Start TEXT SHOWN

Monthly Archives: May 2013

Roberto Mancini Canned: Some Reactions

Oh come on, it was always going to happen. We can’t even act surprised anymore. Man City are built on such unsustainable principles of huge transfer and wage expenditure that they basically have to fire their manager if they don’t win the Prem/Champions League.

They were all drinking from the cocktail of business failure made from one part sky-high expectations, one part massive expenditure, one part under-performing prima donnas, shaken over language barriers, and served with a dash of Champions League inexperience all poured into a glass shaped like Samir Nasri’s head.

Let’s see how the people in-the-know are reacting:

Roberto Mancini

Naawwww. Well yes actually, I just begin every sentence with that. Suppose I won’t be doing that anymore. No more bike rides in my spandex to the training ground, no more shouting ‘Frosties’ in Italian at Steven Gerrard, no more sharp, fashionable hats. After my disinterested players lost to Wigan I thought dissing the incredibly, incredibly powerful management above me was the perfect way to keep my job. And Pellegrini to take over? Just look at his wrinkles! Bet he doesn’t even have a Milanese suit.

Sheikh Mansour

Huh. The Manchester City Blues didn’t win the league. And we lost to Athletico Wigan in the Football Cup. I had to fire Mr. Mancini because the senior board members of the private equity firm said it was the right thing to do. Oh well at least we’re getting nearer to hosting the World Cup here in UAE. All I have to keep doing is pumping some spare change in and we’ll win things now and then. At least I’m the deputy Prime Minister of a country to keep me busy while the board decide who to appoint.

End TEXT SHOWN
Start SUPPLIED DATA

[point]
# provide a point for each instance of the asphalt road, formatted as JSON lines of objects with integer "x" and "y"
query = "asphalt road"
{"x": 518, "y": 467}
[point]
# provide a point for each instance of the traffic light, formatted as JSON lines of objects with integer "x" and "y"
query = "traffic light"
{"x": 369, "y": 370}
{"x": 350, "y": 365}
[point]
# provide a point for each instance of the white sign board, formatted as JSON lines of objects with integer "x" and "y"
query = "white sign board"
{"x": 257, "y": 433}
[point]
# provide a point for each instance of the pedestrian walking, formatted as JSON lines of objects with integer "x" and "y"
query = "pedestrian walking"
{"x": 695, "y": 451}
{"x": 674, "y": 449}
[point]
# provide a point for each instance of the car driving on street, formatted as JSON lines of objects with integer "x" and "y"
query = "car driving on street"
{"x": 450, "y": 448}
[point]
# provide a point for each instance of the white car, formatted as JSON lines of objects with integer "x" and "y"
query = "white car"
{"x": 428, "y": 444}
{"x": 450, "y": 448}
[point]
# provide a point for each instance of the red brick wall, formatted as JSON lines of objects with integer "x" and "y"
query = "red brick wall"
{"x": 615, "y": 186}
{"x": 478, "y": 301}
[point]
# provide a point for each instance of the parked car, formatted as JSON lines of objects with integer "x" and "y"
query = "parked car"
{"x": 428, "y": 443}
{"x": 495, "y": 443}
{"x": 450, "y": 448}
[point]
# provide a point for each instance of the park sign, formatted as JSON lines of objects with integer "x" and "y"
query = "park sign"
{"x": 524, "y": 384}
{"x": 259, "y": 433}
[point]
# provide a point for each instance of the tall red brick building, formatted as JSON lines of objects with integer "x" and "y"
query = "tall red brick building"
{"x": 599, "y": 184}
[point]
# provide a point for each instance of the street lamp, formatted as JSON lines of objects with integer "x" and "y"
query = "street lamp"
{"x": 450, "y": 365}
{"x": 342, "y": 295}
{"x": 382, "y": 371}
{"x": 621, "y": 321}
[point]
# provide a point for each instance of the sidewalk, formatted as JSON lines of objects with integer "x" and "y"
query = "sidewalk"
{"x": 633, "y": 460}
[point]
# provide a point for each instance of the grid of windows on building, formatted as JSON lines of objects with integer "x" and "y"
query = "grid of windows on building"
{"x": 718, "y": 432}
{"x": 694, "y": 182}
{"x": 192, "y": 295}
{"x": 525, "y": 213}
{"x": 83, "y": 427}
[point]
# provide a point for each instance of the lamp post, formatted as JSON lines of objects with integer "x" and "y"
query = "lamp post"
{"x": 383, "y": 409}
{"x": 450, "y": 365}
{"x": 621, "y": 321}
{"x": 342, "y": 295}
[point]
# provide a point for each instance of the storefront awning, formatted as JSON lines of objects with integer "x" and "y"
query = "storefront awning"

End SUPPLIED DATA

**EXERCISE REQUIREMENTS**
a – In the post about Mancini's firing, list each ingredient of the "cocktail of business failure" that is given as "one part".
b – Identify every line in the records that contains the word "pedestrian", and copy each of those lines.
The post about Mancini's firing and the records come from different sources.

**CORRECT ANSWERS**
a –
- sky-high expectations
- massive expenditure
- under-performing prima donnas

b –
# provide a point for each instance of the pedestrian walking, formatted as JSON lines of objects with integer "x" and "y"
query = "pedestrian walking"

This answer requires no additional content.